— BEGIN Material provided —

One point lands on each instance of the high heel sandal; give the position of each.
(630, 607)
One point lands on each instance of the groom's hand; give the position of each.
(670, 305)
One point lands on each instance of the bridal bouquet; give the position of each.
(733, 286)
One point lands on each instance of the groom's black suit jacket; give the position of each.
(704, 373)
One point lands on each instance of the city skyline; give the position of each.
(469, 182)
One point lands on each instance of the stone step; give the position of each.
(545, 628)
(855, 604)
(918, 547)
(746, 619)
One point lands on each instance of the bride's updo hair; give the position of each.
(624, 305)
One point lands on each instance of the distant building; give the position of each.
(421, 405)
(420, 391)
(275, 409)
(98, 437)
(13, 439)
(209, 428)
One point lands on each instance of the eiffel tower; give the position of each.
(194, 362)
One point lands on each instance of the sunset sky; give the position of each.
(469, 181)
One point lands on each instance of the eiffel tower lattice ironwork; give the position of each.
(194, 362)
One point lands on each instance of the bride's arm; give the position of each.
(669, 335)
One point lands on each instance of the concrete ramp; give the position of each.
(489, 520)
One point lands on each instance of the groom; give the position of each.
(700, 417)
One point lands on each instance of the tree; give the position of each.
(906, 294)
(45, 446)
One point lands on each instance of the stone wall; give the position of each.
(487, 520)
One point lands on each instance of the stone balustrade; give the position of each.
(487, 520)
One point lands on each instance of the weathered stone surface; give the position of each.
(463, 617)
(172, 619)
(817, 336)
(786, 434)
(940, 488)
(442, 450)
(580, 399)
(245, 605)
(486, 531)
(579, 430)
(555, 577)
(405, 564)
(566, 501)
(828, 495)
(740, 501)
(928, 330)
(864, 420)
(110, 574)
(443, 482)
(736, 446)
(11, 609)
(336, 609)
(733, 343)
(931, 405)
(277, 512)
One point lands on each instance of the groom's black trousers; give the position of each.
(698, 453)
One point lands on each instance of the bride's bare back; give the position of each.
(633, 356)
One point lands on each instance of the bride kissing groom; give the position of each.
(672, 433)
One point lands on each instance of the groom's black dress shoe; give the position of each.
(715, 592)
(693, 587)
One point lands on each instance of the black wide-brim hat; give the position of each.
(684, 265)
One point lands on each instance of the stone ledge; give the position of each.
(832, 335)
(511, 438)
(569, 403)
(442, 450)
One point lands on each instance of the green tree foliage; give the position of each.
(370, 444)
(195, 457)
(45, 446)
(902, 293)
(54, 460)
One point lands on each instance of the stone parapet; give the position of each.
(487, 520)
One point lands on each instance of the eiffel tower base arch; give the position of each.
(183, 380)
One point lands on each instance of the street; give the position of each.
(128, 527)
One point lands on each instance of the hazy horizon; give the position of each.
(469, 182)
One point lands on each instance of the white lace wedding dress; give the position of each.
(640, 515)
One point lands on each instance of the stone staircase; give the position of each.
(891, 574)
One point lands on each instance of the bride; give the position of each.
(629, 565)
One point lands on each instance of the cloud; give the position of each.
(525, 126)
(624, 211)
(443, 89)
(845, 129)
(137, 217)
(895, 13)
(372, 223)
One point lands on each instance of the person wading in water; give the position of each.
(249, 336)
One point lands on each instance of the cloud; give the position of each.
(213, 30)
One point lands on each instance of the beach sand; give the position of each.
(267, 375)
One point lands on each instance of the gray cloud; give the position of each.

— END Material provided —

**Work to do**
Return all of the data precisely as it appears.

**Output for this task**
One point lands on each instance of the high heel sandal; give the position of each.
(630, 607)
One point lands on each instance of the groom's hand; give the position of each.
(670, 305)
One point lands on each instance of the bridal bouquet; give the position of each.
(733, 286)
One point lands on each instance of the groom's black suit jacket; give the position of each.
(704, 373)
One point lands on each instance of the city skyline; give the position of each.
(469, 182)
One point lands on each instance of the stone step; give the position of each.
(545, 628)
(855, 604)
(918, 547)
(746, 619)
One point lands on each instance of the bride's updo hair; give the position of each.
(624, 305)
One point lands on each instance of the distant building; give the position of each.
(421, 405)
(420, 391)
(275, 409)
(98, 437)
(13, 439)
(209, 428)
One point lands on each instance of the eiffel tower; give the position of each.
(194, 362)
One point lands on each instance of the sunset sky; give the position of each.
(469, 181)
One point lands on each instance of the eiffel tower lattice ironwork; give the position of each.
(194, 362)
One point lands on each instance of the bride's arm; give the position of each.
(669, 335)
One point lands on each instance of the concrete ramp; give the position of each.
(489, 520)
One point lands on each instance of the groom; give the position of each.
(700, 417)
One point lands on each instance of the tree; give the position of each.
(906, 294)
(45, 446)
One point lands on each instance of the stone wall; give the position of each.
(487, 520)
One point lands on each instance of the stone balustrade; give the position of each.
(487, 520)
One point lands on each instance of the weathered stone surface; give the position of each.
(463, 617)
(172, 619)
(817, 336)
(786, 434)
(940, 488)
(442, 450)
(580, 399)
(245, 605)
(486, 531)
(579, 430)
(555, 577)
(405, 564)
(566, 501)
(828, 495)
(740, 501)
(928, 330)
(864, 420)
(110, 574)
(443, 482)
(736, 446)
(11, 609)
(336, 609)
(733, 343)
(931, 405)
(277, 512)
One point lands on each instance of the groom's black trousers; give the position of each.
(698, 453)
One point lands on each instance of the bride's bare back; give the position of each.
(633, 356)
One point lands on each instance of the bride kissing groom; give the position of each.
(672, 433)
One point lands on each instance of the groom's black dress shoe; give the position of each.
(715, 592)
(693, 587)
One point lands on each instance of the black wide-brim hat; give the position of each.
(684, 265)
One point lands on each instance of the stone ledge; give the position of each.
(832, 335)
(511, 438)
(569, 403)
(442, 450)
One point lands on each instance of the green tree foliage; give the position of each.
(370, 444)
(195, 457)
(45, 446)
(902, 293)
(54, 460)
One point lands on each instance of the stone parapet; give the position of each.
(487, 520)
One point lands on each instance of the eiffel tower base arch; give the position of each.
(183, 380)
One point lands on each instance of the street; give the position of each.
(128, 527)
One point lands on each instance of the hazy horizon; give the position of each.
(469, 182)
One point lands on each instance of the white lace wedding dress; give the position of each.
(640, 515)
One point lands on each instance of the stone staircase; give the position of each.
(891, 574)
One point lands on each instance of the bride; give the position of each.
(629, 565)
One point lands on each instance of the cloud; give the position of each.
(525, 126)
(624, 211)
(443, 89)
(845, 129)
(137, 217)
(895, 13)
(372, 223)
One point lands on each instance of the person wading in water; give the position of each.
(249, 336)
One point lands on each instance of the cloud; give the position of each.
(213, 30)
One point lands on each instance of the beach sand; give the position of each.
(267, 375)
One point lands on each instance of the gray cloud; give the position of each.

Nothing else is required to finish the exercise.